*** Opening EXTRACT PROVIDED ***
In 1987, he received the first Christian Dior award from the Comité Colbert. The next year, he became assistant to Erik Mortensen at the Balmain fashion house. After the departure of Mortensen, Pierre created three of his own fashion collections in 1991 and 1992.

In addition to fashion, Pierre has also designed costumes for several opera houses. In 1992, he designed the costumes for Angelin Preljocaj's version of the ballet Parade for the Paris Opera Ballet and the Sydney Opera House, followed by costumes for Preljocaj's ballet Le Parc for Paris Opera Ballet in 1994. He has also designed costumes for New York City Ballet (1998) and Berliner Staatsoper (1999).

In the beginning of the 1990s, he moved to the United States where he worked for Oscar De la Renta . He served as creative director for Vera Wang from 1998 to 2000 and then moved to Bill Blass to work under then-creative director Lars Nilsson. After Bill Blass, he worked for Carolina Herrera for fourteen years, where he left a position as creative director in February 2016. His clients have included U.S. first ladies Hillary Clinton, Laura Bush and Michelle Obama.
*** Closing EXTRACT PROVIDED ***
*** Opening LISTED RECORDS ***
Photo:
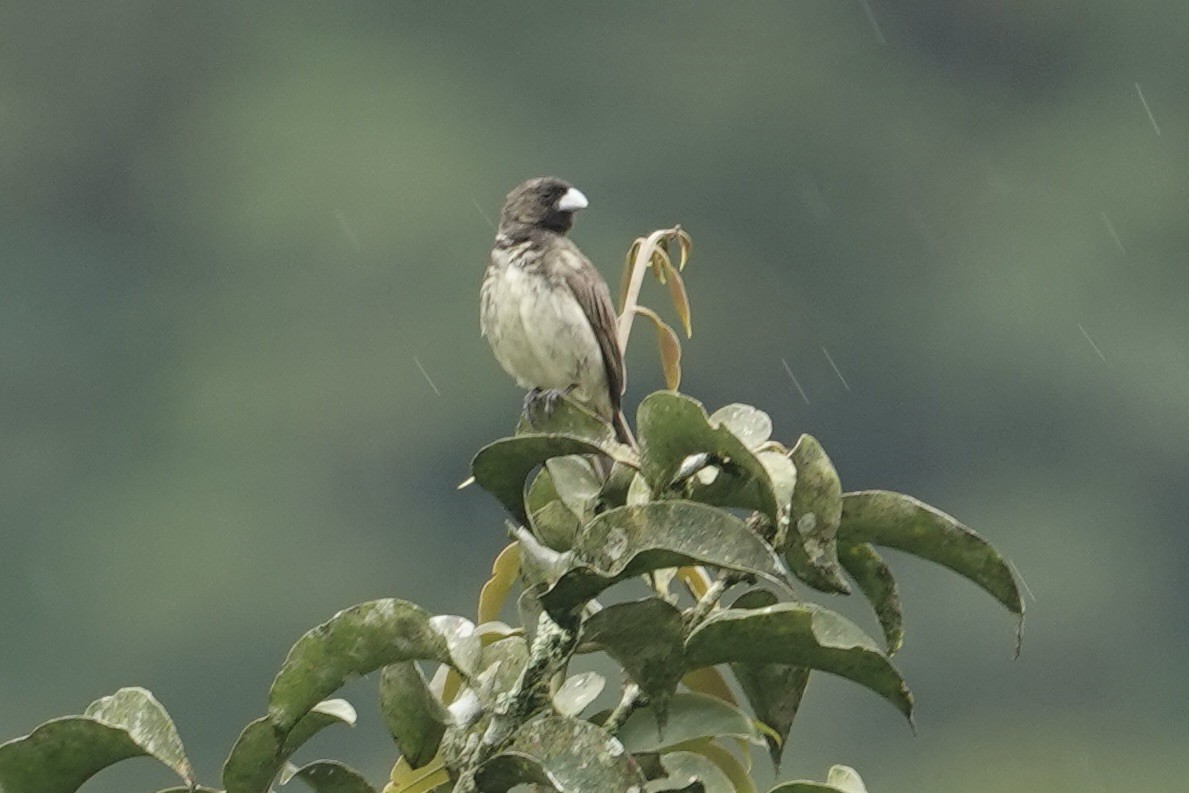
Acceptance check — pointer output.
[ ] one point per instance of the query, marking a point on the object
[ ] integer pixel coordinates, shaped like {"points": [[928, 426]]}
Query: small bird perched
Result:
{"points": [[546, 310]]}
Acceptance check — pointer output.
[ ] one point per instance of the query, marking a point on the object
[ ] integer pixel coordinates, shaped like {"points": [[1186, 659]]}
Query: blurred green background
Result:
{"points": [[232, 234]]}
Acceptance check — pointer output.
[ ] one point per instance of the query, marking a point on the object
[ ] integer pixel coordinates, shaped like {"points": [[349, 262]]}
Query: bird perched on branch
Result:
{"points": [[546, 310]]}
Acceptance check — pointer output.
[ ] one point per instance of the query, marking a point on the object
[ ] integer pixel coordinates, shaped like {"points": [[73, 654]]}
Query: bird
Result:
{"points": [[546, 310]]}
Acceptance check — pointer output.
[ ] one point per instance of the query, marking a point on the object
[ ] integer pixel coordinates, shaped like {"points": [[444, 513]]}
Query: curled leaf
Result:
{"points": [[502, 467], [414, 716], [673, 427], [670, 347], [357, 641], [816, 513]]}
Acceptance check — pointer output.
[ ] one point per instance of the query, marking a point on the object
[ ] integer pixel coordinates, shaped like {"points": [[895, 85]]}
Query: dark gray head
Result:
{"points": [[543, 202]]}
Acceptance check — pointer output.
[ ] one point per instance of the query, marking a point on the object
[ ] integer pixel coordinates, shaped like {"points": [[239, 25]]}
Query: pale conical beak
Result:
{"points": [[572, 200]]}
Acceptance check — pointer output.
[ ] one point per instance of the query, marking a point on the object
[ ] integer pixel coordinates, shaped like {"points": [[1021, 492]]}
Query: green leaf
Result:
{"points": [[260, 751], [62, 754], [256, 759], [508, 769], [691, 717], [841, 779], [673, 427], [577, 692], [332, 776], [749, 425], [631, 540], [360, 640], [511, 655], [670, 347], [502, 467], [684, 768], [415, 718], [798, 634], [901, 522], [324, 715], [579, 755], [773, 690], [577, 484], [647, 637], [879, 586], [816, 515], [146, 722]]}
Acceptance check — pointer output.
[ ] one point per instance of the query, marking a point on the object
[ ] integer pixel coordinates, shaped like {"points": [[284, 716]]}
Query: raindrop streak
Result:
{"points": [[1147, 109], [1113, 234], [427, 376], [875, 23], [836, 370], [1092, 341], [793, 378], [346, 230], [483, 214]]}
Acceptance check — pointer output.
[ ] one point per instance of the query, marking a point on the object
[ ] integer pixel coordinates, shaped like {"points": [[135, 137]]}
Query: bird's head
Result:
{"points": [[543, 202]]}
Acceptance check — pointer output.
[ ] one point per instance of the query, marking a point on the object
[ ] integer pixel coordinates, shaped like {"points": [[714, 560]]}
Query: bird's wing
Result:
{"points": [[595, 299]]}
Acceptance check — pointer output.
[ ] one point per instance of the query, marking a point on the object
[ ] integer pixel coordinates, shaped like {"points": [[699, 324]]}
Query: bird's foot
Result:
{"points": [[543, 401]]}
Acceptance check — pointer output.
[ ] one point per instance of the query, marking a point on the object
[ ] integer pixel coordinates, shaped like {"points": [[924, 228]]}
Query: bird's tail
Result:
{"points": [[622, 432]]}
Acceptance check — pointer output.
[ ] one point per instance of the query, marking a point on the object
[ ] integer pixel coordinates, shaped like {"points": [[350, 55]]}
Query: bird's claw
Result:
{"points": [[543, 401]]}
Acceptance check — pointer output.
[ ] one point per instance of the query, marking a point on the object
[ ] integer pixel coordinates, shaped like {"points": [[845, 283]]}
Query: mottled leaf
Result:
{"points": [[360, 640], [631, 540], [502, 467], [689, 772], [138, 712], [841, 779], [816, 513], [647, 637], [691, 717], [577, 692], [415, 718], [749, 425], [62, 754], [901, 522], [504, 572], [577, 484], [332, 776], [673, 427], [798, 634], [406, 779], [579, 755], [678, 294], [879, 586], [773, 690]]}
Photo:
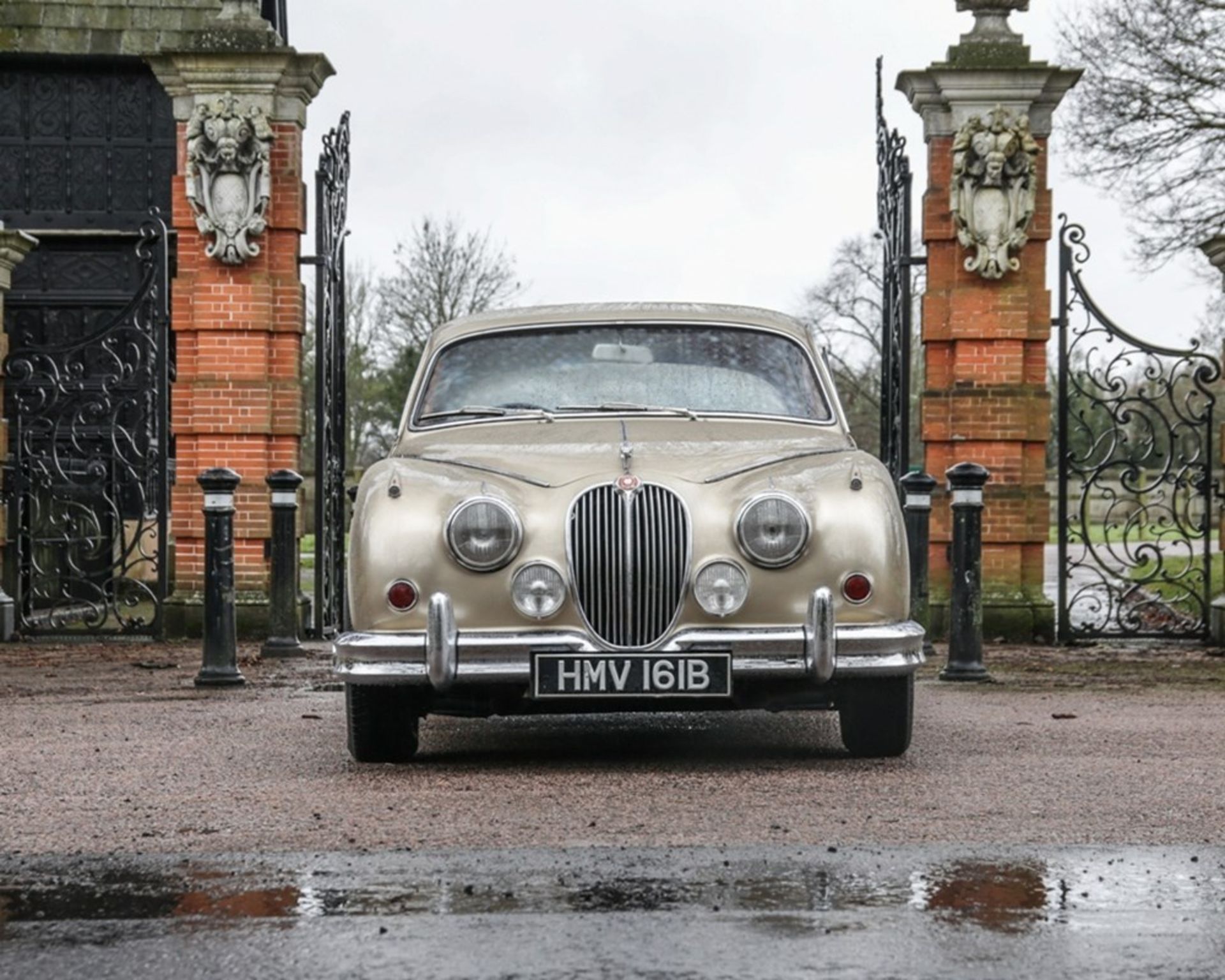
*** Closing LISTED RECORDS ***
COMPLETE THE FOLLOWING:
a. Rewrite the passage about Pierre's career, starting with "In 1987, he" and going on through "Berliner Staatsoper (1999).", and substitute "Givenchy" for "Balmain".
b. According to the passage about Pierre's career, how long did he work for Carolina Herrera?
c. Translate this sentence from the passage about Pierre's career into Spanish: "In addition to fashion, Pierre has also designed costumes for several opera houses."

WRITTEN RESPONSES:
a.
In 1987, he received the first Christian Dior award from the Comité Colbert. The next year, he became assistant to Erik Mortensen at the Givenchy fashion house. After the departure of Mortensen, Pierre created three of his own fashion collections in 1991 and 1992.

In addition to fashion, Pierre has also designed costumes for several opera houses. In 1992, he designed the costumes for Angelin Preljocaj's version of the ballet Parade for the Paris Opera Ballet and the Sydney Opera House, followed by costumes for Preljocaj's ballet Le Parc for Paris Opera Ballet in 1994. He has also designed costumes for New York City Ballet (1998) and Berliner Staatsoper (1999).

b. Fourteen years.

c. Además de la moda, Pierre también ha diseñado vestuario para varios teatros de ópera.